Passage provided
When KPMG asked Canadian CEOs to cite their perceived threats to growth in our 2018 Canadian CEO Outlook, it was little surprise to see cyber security risk jump back up to the top the list of threats to growth this year—up from the ninth spot in 2017. Not only are today's organizations bombarded with news of data breaches and system hacks, but only slightly above half of the same respondents felt prepared to handle a cyber-attack if (and mostly likely when) one were to occur.
Certainly, concerns for data privacy and security have intensified among virtually all industries in recent years. I say "virtually" because it's a different story for companies in the technology sector where the ability to provide data privacy and security are central to their value proposition and, as such, a core focus from the moment of inception. In short, it is simply part of their DNA.
It's no wonder that the tech sector has become something of a steward in cyber security. However, that leadership position hinges on talent who can stay up to speed with evolving cyber risks, manage incidents effectively, design disaster recovery plans and embed best practices within their organization. And as anyone in the tech industry can attest, finding and attracting that kind of talent can be a challenge in and of itself.
Data privacy and security are table stakes in the tech industry. They always have been, and always will be. After all, a data breach in a retail chain might mean significant losses, but a failure within a tech company's platform – one which facilitates payments between banks, for example – would be an end to their business because that is their business.

Exercise data

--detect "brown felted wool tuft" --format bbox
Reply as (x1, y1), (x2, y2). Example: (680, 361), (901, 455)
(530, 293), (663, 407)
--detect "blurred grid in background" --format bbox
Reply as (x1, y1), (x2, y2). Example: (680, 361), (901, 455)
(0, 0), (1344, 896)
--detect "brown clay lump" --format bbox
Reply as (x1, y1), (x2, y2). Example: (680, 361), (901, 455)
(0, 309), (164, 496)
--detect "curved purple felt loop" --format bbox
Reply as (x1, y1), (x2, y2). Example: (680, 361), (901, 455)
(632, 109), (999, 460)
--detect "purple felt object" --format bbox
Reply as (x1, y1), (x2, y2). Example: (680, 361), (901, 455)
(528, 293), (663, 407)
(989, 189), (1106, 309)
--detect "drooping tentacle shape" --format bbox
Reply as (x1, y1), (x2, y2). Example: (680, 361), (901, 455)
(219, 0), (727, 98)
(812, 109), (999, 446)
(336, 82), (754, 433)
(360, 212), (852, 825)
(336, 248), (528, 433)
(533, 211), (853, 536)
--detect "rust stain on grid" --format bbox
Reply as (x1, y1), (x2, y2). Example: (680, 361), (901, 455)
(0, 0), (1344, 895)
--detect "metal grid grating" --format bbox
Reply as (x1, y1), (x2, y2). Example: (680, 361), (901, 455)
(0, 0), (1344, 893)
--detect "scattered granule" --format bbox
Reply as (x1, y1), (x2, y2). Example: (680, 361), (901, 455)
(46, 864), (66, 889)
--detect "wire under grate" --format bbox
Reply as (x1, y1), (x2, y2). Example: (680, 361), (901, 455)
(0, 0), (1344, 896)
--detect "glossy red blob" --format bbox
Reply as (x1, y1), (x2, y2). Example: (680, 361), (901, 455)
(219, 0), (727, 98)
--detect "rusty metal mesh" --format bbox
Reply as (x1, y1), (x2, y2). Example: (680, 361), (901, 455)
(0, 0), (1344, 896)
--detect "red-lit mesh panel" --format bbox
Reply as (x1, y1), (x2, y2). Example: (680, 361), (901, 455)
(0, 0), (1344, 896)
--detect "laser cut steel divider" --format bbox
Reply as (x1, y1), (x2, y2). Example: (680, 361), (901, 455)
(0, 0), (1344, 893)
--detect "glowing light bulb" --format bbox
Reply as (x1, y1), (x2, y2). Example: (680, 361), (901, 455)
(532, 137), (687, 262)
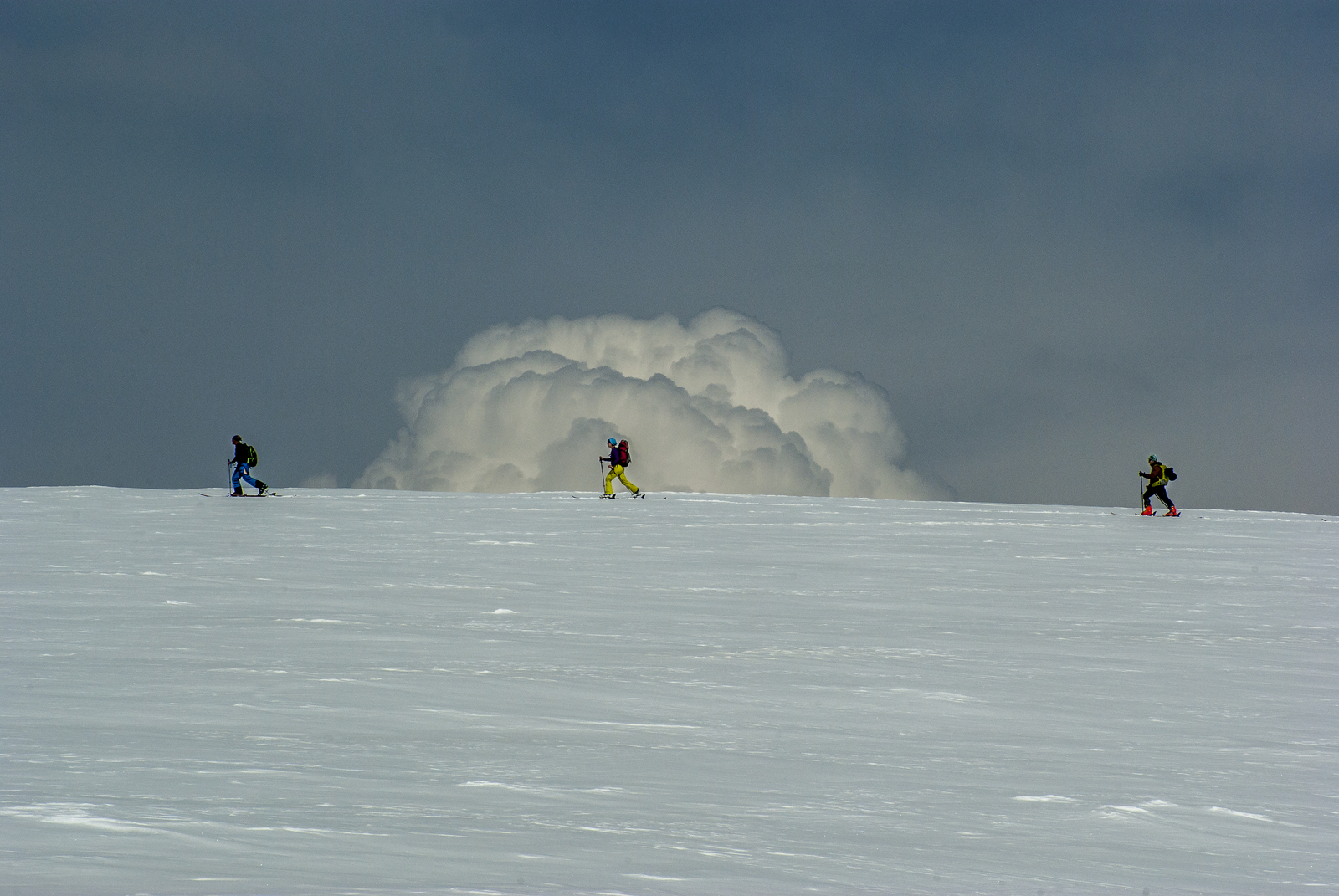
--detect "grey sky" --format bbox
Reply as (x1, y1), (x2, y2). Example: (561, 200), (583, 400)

About this exercise
According to the passage on cyber security above, where did cyber security risk rank among Canadian CEOs' threats to growth in 2017?

Task response
It ranked ninth.